Copy all of the entries below word for word, leaving out any pictures.

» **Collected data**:
§
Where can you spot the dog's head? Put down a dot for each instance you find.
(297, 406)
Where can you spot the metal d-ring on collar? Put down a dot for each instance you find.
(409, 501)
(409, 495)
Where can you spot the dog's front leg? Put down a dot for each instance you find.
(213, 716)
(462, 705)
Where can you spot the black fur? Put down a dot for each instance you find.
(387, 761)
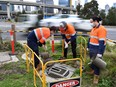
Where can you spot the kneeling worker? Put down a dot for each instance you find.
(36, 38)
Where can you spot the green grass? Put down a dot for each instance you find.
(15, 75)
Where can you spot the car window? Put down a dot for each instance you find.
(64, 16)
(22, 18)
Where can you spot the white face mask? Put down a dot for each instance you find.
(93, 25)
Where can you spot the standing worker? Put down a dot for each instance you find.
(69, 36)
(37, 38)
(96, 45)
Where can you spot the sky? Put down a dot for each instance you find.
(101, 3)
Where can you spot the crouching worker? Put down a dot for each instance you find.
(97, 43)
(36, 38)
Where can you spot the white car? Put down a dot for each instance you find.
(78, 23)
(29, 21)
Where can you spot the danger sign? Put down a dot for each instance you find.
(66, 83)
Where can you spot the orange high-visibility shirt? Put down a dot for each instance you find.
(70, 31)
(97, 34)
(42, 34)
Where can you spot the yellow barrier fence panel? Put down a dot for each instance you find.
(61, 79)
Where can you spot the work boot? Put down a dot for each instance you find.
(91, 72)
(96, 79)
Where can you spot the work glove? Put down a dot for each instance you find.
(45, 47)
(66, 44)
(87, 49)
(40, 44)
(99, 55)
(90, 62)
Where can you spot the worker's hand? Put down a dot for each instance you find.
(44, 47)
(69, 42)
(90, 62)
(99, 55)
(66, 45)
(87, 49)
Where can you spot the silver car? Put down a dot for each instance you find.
§
» **Solution to this exercise**:
Where can you spot the dog's head? Put down a dot for each instance you find.
(297, 406)
Where can you spot the metal d-ring on collar? Put down a dot for each instance you find.
(409, 501)
(409, 495)
Where can you spot the dog's front leg? Put down a dot for each instance you find.
(213, 716)
(462, 705)
Where can you spot the black fur? Put down a dot for each instance you find.
(387, 761)
Where can you spot the kneeling worker? Put down a dot for each instance you find.
(36, 38)
Where can you spot the green grass? Put down a dot for each instance you find.
(15, 75)
Where can you spot the car window? Put down a dot for each instance you find.
(64, 16)
(22, 18)
Where can you spot the white face mask? Put down a dot for each instance you find.
(93, 25)
Where can you spot the standing worker? Put down a dot for each instance you find.
(69, 36)
(37, 38)
(96, 45)
Where can you spot the sky? Put down a dot for each instance you find.
(101, 3)
Where can you spot the crouching worker? Put down a dot for each instance you find.
(97, 43)
(36, 38)
Where can you spot the white car? Put down a dot for each instance you find.
(78, 23)
(29, 21)
Where can you spot the danger sign? Put down a dot for each instance you find.
(66, 83)
Where can you spot the orange high-visibility shirt? Put down a dot for each instance you find.
(70, 31)
(97, 34)
(42, 34)
Where can you spot the yellow barrier fence panel? Put down a dot for each instance you find.
(61, 79)
Where can you spot the work boot? Put down a dot for each instance you find.
(91, 72)
(96, 79)
Where can you spot the work glove? Put down a dot for each instance you find.
(45, 47)
(66, 44)
(87, 49)
(40, 44)
(99, 55)
(90, 62)
Where can you spot the worker's hand? Put down a dot for each instance you find.
(44, 47)
(69, 42)
(90, 62)
(99, 55)
(66, 45)
(87, 49)
Where can you spot the silver car? Put down a dot for each instance you find.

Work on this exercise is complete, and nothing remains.